::: Extracted information
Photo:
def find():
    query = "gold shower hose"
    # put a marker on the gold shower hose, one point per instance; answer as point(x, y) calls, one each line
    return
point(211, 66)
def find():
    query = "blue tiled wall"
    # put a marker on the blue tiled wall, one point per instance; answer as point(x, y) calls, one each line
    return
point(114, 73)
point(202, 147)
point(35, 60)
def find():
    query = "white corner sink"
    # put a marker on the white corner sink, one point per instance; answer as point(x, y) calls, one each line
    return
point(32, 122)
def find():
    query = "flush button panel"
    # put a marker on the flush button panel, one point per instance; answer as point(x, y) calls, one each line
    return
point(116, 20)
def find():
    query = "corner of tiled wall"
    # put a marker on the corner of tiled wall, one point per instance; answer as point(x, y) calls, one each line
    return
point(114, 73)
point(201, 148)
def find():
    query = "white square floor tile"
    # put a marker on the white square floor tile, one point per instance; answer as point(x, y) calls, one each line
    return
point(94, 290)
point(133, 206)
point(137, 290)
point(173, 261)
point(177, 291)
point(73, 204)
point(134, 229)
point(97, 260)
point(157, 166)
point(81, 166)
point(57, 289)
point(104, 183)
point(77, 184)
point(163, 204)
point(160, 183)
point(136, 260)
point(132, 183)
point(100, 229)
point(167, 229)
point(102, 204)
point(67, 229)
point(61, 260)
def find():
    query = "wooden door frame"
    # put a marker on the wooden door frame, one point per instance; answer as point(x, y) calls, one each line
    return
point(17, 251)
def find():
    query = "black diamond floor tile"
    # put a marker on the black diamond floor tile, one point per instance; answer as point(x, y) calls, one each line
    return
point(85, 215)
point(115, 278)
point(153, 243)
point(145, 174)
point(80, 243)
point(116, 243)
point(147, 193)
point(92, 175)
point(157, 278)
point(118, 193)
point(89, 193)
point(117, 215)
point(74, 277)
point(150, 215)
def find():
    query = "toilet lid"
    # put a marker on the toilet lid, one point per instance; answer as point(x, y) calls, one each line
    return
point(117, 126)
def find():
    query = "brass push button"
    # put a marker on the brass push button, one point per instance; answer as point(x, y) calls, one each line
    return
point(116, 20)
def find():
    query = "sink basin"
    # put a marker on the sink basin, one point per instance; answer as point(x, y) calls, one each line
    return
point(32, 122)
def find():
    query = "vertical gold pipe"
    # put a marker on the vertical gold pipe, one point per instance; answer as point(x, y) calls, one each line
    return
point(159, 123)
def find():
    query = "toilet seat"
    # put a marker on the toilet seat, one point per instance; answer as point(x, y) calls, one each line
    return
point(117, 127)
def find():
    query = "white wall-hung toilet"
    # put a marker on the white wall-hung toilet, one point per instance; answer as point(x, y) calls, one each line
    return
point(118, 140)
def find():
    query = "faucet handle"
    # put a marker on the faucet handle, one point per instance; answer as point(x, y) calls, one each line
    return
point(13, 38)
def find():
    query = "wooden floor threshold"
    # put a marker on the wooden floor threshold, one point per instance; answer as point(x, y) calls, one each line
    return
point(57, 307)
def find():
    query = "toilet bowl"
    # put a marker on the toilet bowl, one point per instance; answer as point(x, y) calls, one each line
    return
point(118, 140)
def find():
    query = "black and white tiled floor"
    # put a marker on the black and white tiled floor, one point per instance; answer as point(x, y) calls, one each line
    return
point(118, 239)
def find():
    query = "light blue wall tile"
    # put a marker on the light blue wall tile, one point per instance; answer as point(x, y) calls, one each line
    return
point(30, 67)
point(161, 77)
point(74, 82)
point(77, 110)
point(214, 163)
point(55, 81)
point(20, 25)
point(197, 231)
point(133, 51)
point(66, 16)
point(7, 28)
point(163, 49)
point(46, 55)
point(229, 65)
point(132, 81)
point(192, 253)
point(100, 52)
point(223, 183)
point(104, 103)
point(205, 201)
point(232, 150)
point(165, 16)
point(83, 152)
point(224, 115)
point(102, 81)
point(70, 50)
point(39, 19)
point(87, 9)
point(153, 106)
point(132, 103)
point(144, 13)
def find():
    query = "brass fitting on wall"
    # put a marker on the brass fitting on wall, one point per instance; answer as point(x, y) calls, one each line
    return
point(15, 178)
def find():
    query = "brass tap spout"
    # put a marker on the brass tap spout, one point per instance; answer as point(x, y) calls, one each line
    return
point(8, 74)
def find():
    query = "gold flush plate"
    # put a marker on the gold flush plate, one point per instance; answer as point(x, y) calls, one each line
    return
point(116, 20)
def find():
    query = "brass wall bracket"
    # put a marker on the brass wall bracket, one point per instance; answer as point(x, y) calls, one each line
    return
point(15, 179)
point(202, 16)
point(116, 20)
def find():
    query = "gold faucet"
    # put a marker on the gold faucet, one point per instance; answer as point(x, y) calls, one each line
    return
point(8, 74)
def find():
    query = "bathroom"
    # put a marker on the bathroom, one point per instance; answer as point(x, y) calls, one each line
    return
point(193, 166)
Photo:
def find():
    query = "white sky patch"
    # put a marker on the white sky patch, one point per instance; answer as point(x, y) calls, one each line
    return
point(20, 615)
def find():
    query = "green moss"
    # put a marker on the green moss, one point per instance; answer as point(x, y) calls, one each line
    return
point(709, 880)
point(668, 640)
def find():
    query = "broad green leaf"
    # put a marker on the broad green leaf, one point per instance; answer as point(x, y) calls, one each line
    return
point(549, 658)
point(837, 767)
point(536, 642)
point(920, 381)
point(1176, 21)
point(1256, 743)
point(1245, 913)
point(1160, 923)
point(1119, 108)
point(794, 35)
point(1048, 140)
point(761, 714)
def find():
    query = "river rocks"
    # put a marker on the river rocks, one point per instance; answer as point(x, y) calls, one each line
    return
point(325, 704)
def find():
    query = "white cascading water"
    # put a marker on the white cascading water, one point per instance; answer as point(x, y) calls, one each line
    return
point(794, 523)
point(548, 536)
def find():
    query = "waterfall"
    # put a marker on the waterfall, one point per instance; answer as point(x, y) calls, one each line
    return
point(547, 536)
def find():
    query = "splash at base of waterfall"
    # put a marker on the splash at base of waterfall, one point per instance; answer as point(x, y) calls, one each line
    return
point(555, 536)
::::::
- [Given problem]: Copy every line of the records word for word.

- [Final result]:
Photo:
def find():
    query = "gold shower hose"
    # put a marker on the gold shower hose, one point per instance; answer as point(x, y) calls, one each line
    return
point(211, 66)
def find():
    query = "blue tiled wall"
    # put a marker on the blue tiled wall, one point per instance; answer as point(x, y) calls, one each line
    return
point(114, 73)
point(202, 147)
point(35, 60)
def find():
    query = "white corner sink"
    # put a marker on the white corner sink, one point per instance; answer as point(x, y) calls, one each line
    return
point(32, 122)
def find():
    query = "flush button panel"
    # put a marker on the flush button panel, one point per instance; answer as point(x, y) calls, one each line
    return
point(116, 20)
def find():
    query = "corner of tiled wall"
    # put a marker on the corner of tiled wall, one point per instance; answer as point(x, y) calls, one each line
    return
point(114, 73)
point(201, 148)
def find():
    query = "white square floor tile"
    # put a marker on the white square floor tile, one point per instance; answer as point(x, y) calls, one each line
    return
point(94, 290)
point(133, 206)
point(137, 290)
point(173, 261)
point(177, 291)
point(73, 204)
point(134, 229)
point(97, 260)
point(157, 166)
point(81, 166)
point(57, 289)
point(104, 183)
point(77, 184)
point(163, 204)
point(160, 183)
point(136, 260)
point(132, 183)
point(100, 229)
point(167, 229)
point(102, 204)
point(67, 229)
point(61, 260)
def find():
    query = "wooden door frame"
    # put a marker on the wooden door frame, one point per instance; answer as point(x, y) calls, one each line
    return
point(17, 251)
def find():
    query = "black diamond floor tile"
    # put a marker on the black diamond floor tile, one point per instance; answer as point(x, y) calls, one each line
    return
point(85, 215)
point(115, 278)
point(153, 243)
point(145, 174)
point(80, 243)
point(116, 243)
point(147, 193)
point(92, 175)
point(157, 278)
point(118, 193)
point(89, 193)
point(117, 215)
point(74, 277)
point(150, 215)
def find():
    query = "toilet lid"
    # put a marker on the toilet lid, one point per instance; answer as point(x, y) calls, one each line
    return
point(117, 126)
def find():
    query = "brass push button"
    # put a marker on the brass push button, one point per instance; answer as point(x, y) calls, one each line
    return
point(116, 20)
def find():
    query = "sink basin"
    # put a marker on the sink basin, one point per instance; answer as point(x, y) calls, one each line
    return
point(32, 122)
def find():
    query = "vertical gold pipe"
    # put a marker on the vertical gold pipe, one point per instance; answer as point(x, y) calls, one each line
    return
point(159, 123)
def find():
    query = "toilet seat"
    # put a marker on the toilet seat, one point per instance; answer as point(x, y) calls, one each line
    return
point(117, 127)
def find():
    query = "white wall-hung toilet"
    # put a marker on the white wall-hung toilet, one point per instance; answer as point(x, y) calls, one each line
    return
point(118, 140)
def find():
    query = "faucet handle"
    # put a marker on the faucet handle, one point per instance; answer as point(x, y) calls, one each line
    return
point(13, 38)
def find():
    query = "wooden floor threshold"
    # put a marker on the wooden floor threshold, one point per instance; answer as point(x, y) calls, one each line
    return
point(57, 307)
def find():
    query = "toilet bowl"
    # put a marker on the toilet bowl, one point per instance; answer as point(x, y) calls, one each line
    return
point(118, 140)
def find():
    query = "black and white tiled floor"
    # put a marker on the black and white tiled floor, one point per instance; answer as point(x, y) calls, one each line
    return
point(118, 239)
def find():
    query = "light blue wall tile"
    # put a marker on the light blue wall tile, one point per instance; answer as point(x, y) calls, one each line
    return
point(30, 67)
point(161, 77)
point(74, 82)
point(77, 110)
point(214, 163)
point(55, 81)
point(20, 25)
point(197, 231)
point(133, 51)
point(66, 16)
point(7, 28)
point(163, 49)
point(46, 55)
point(229, 65)
point(132, 81)
point(192, 253)
point(100, 52)
point(223, 183)
point(104, 103)
point(205, 201)
point(232, 150)
point(165, 16)
point(83, 152)
point(224, 115)
point(102, 81)
point(70, 50)
point(39, 19)
point(87, 9)
point(153, 106)
point(132, 103)
point(144, 13)
def find():
    query = "brass fitting on wall"
    # put a marker on the brass fitting on wall, one point per instance; answer as point(x, y) calls, one each line
    return
point(15, 178)
def find():
    query = "brass tap spout"
    # put a marker on the brass tap spout, one point per instance; answer as point(x, y) calls, one each line
    return
point(8, 74)
def find():
    query = "gold flush plate"
    # put a marker on the gold flush plate, one point per instance; answer as point(x, y) calls, one each line
    return
point(116, 20)
def find():
    query = "brass wall bracket"
    # put a marker on the brass wall bracket, one point per instance; answer as point(x, y) calls, one each line
    return
point(15, 179)
point(202, 16)
point(116, 20)
def find():
    query = "gold faucet"
    # put a marker on the gold faucet, one point per instance; answer as point(x, y) calls, one each line
    return
point(8, 74)
def find():
    query = "bathroom"
    # put a marker on the bathroom, one point per instance; answer as point(x, y) calls, one each line
    return
point(193, 166)
Photo:
def find():
    query = "white sky patch"
    # put a marker on the white sky patch, one point per instance; answer as point(x, y) calls, one each line
    return
point(20, 615)
def find():
    query = "green moss"
    # put a marker on the green moss, one point per instance; answer as point(x, y) calls, one each line
    return
point(709, 880)
point(668, 640)
def find():
    query = "broad green leaf"
    # put a marker on the broad green leaf, one point per instance; answer as point(x, y) calls, one each line
    return
point(549, 658)
point(837, 767)
point(536, 642)
point(920, 381)
point(1176, 21)
point(1256, 743)
point(1245, 913)
point(1160, 923)
point(1119, 108)
point(794, 35)
point(1048, 140)
point(761, 714)
def find():
    query = "river rocks"
    # put a marker on the river rocks, one point per instance; answer as point(x, y) calls, one each line
    return
point(325, 704)
def find():
    query = "white cascading water"
    # put a marker on the white cascading water, one point per instance; answer as point(x, y) calls, one each line
    return
point(794, 523)
point(548, 536)
def find():
    query = "waterfall"
    # put a marker on the waterfall, one point per instance; answer as point(x, y) calls, one each line
    return
point(547, 536)
def find():
    query = "splash at base of waterfall"
    # put a marker on the splash at base of waterfall, one point per instance; answer as point(x, y) calls, one each line
    return
point(555, 536)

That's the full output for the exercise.